Page extract.
Researchers at the University of Wisconsin-Madison School of Veterinary Medicine (SVM) have identified the biological mechanism that may give some cancer cells the ability to form tumors in dogs.
UW-Madison School of Veterinary Medicine intern Kathleen Tsimbas checks on Yurtie, a canine cancer patient, in the UW Veterinary Care oncology ward.
Credit: Nik Hawkins/UW-Madison
The recent study uncovered an association between the increased expression of a particular gene in tumor cells and more aggressive behavior in a form of canine bone cancer. It may also have implications for human cancers by detailing a new pathway for tumor formation.
The findings, recently published online in the journal Veterinary and Comparative Oncology, may eventually provide oncologists with another target for therapy and improve outcomes for canine patients with the disease.
The researchers examined cell lines generated from dogs with osteosarcoma, a common bone cancer that also affects people, with the intent of uncovering why only some cells generate tumors. After the dogs underwent tumor-removal surgery at UW Veterinary Care -- the SVM's veterinary medical teaching hospital -- cells from the tumors were grown in the lab.
This led to six different cancer cell lines, which were then transplanted into mice. The researchers then looked to see which lines developed tumors and which did not and studied the differences between them.
"We found several hundred genes that expressed differently between the tumor-forming and nontumor-forming cell lines," says Timothy Stein, an assistant professor of oncology. However, one protein called frizzled-6 was present at levels eight times higher in cells that formed tumors.
In the complicated process of gene expression, the genetic information encoded within DNA is eventually converted into RNA and proteins, which are responsible for a variety of vital cellular functions. Frizzled-6 plays a key role in relaying signals from the outside to the inside of a cell, acting as a sort of receiving dock for particular types of information.

Dataset entries.
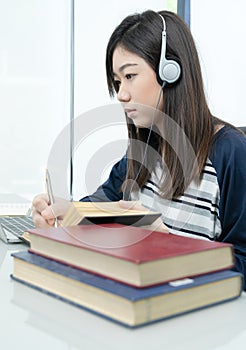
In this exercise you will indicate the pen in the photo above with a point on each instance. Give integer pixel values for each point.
(50, 194)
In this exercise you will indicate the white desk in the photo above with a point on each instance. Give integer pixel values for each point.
(32, 320)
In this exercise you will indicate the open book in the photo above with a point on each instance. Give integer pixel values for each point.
(106, 212)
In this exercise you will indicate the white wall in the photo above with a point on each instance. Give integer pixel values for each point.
(219, 30)
(34, 89)
(94, 23)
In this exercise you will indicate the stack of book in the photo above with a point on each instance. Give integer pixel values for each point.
(128, 274)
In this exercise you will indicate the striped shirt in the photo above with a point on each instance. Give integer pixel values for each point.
(195, 213)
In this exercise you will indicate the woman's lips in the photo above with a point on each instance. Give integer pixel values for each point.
(131, 113)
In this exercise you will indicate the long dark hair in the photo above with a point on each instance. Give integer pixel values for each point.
(184, 103)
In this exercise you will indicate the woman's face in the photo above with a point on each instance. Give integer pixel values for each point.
(137, 88)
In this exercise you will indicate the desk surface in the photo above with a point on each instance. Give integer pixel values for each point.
(32, 320)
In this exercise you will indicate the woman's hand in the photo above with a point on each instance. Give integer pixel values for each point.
(44, 214)
(157, 225)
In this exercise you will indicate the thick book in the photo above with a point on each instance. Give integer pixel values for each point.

Required work.
1/ Return the passage of the canine cancer article between "Researchers at the" and "Care oncology ward.", inclusive.
2/ Based on the canine cancer article, explain in one to three sentences why the researchers examined cell lines generated from dogs with osteosarcoma.

Results for each task.
1/
Researchers at the University of Wisconsin-Madison School of Veterinary Medicine (SVM) have identified the biological mechanism that may give some cancer cells the ability to form tumors in dogs.
UW-Madison School of Veterinary Medicine intern Kathleen Tsimbas checks on Yurtie, a canine cancer patient, in the UW Veterinary Care oncology ward.

2/ The researchers examined these cell lines to uncover why only some cancer cells generate tumors.